### Task description
Find every line in the data below that contains the word "mesh" and copy each one. Match case exactly.

### Given records
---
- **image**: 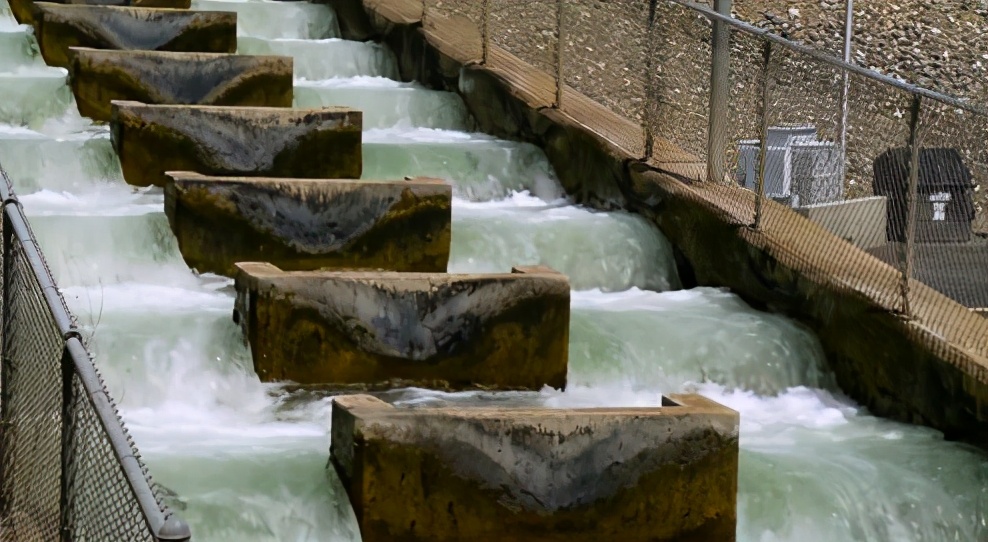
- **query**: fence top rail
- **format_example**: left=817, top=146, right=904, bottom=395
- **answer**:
left=676, top=0, right=988, bottom=116
left=0, top=165, right=191, bottom=541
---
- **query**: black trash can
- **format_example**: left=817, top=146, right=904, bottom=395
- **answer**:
left=872, top=148, right=974, bottom=243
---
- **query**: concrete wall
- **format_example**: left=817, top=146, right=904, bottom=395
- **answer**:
left=337, top=0, right=988, bottom=447
left=69, top=47, right=293, bottom=121
left=330, top=395, right=738, bottom=542
left=165, top=172, right=453, bottom=276
left=235, top=263, right=570, bottom=389
left=110, top=102, right=363, bottom=186
left=35, top=2, right=237, bottom=68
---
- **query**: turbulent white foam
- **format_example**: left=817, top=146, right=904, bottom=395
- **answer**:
left=363, top=126, right=490, bottom=146
left=192, top=0, right=340, bottom=39
left=294, top=84, right=473, bottom=130
left=449, top=193, right=679, bottom=290
left=569, top=288, right=835, bottom=395
left=363, top=137, right=563, bottom=200
left=295, top=75, right=412, bottom=92
left=237, top=36, right=398, bottom=81
left=18, top=188, right=164, bottom=217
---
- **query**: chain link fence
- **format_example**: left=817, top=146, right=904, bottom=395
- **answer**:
left=426, top=0, right=988, bottom=320
left=0, top=170, right=191, bottom=542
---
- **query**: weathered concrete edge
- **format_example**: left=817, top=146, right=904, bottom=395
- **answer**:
left=334, top=0, right=988, bottom=449
left=330, top=395, right=740, bottom=540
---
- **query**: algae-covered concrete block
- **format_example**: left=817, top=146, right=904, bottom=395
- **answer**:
left=165, top=172, right=453, bottom=276
left=69, top=47, right=292, bottom=121
left=110, top=101, right=362, bottom=186
left=35, top=2, right=237, bottom=68
left=9, top=0, right=192, bottom=25
left=330, top=395, right=739, bottom=542
left=234, top=263, right=570, bottom=389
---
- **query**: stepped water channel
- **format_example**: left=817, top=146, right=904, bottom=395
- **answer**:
left=0, top=0, right=988, bottom=542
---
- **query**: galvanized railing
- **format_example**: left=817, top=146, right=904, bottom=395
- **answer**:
left=0, top=169, right=191, bottom=542
left=422, top=0, right=988, bottom=324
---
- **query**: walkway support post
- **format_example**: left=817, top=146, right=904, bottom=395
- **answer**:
left=707, top=0, right=731, bottom=183
left=902, top=94, right=923, bottom=318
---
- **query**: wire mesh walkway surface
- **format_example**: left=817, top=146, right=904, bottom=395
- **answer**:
left=0, top=169, right=190, bottom=542
left=416, top=0, right=988, bottom=356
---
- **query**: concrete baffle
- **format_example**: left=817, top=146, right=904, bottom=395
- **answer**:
left=234, top=263, right=570, bottom=389
left=35, top=2, right=237, bottom=68
left=330, top=395, right=739, bottom=542
left=8, top=0, right=192, bottom=25
left=69, top=47, right=293, bottom=121
left=165, top=172, right=453, bottom=276
left=110, top=101, right=363, bottom=186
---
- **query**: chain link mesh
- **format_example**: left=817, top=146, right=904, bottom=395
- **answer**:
left=425, top=0, right=988, bottom=324
left=0, top=174, right=184, bottom=542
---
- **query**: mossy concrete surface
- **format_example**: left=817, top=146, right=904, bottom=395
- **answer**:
left=165, top=172, right=453, bottom=276
left=330, top=395, right=738, bottom=542
left=110, top=101, right=363, bottom=186
left=35, top=2, right=237, bottom=68
left=234, top=263, right=570, bottom=390
left=69, top=47, right=293, bottom=121
left=8, top=0, right=192, bottom=25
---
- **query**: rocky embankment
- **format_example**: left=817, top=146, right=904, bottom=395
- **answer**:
left=734, top=0, right=988, bottom=103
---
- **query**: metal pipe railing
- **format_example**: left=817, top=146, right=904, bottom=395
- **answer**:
left=0, top=168, right=191, bottom=542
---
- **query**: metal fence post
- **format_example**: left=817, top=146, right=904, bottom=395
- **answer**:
left=642, top=0, right=659, bottom=162
left=480, top=0, right=491, bottom=65
left=0, top=207, right=10, bottom=518
left=707, top=0, right=731, bottom=183
left=553, top=0, right=565, bottom=109
left=902, top=94, right=923, bottom=317
left=753, top=40, right=772, bottom=230
left=838, top=0, right=854, bottom=189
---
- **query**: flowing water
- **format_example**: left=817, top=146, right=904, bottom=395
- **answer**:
left=0, top=0, right=988, bottom=542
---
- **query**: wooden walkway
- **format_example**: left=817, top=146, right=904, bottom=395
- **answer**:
left=388, top=0, right=988, bottom=386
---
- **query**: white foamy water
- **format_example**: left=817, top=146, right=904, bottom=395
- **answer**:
left=0, top=0, right=988, bottom=542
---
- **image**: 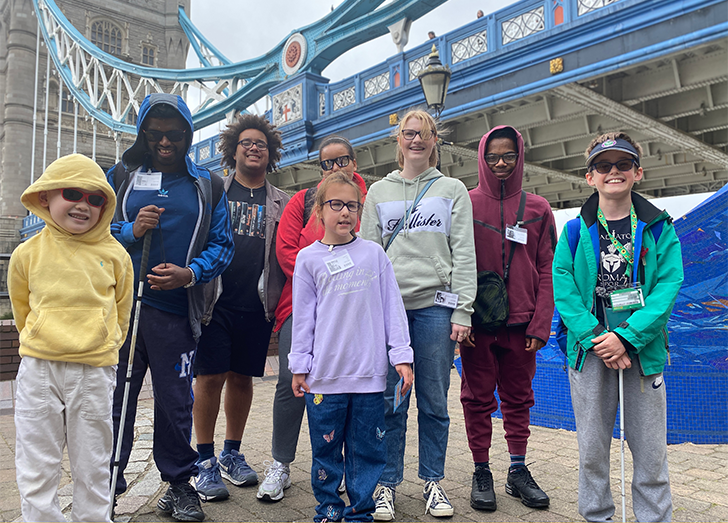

### Expected answer
- **query**: wire mesh walkway surface
- **query**: chain link mesh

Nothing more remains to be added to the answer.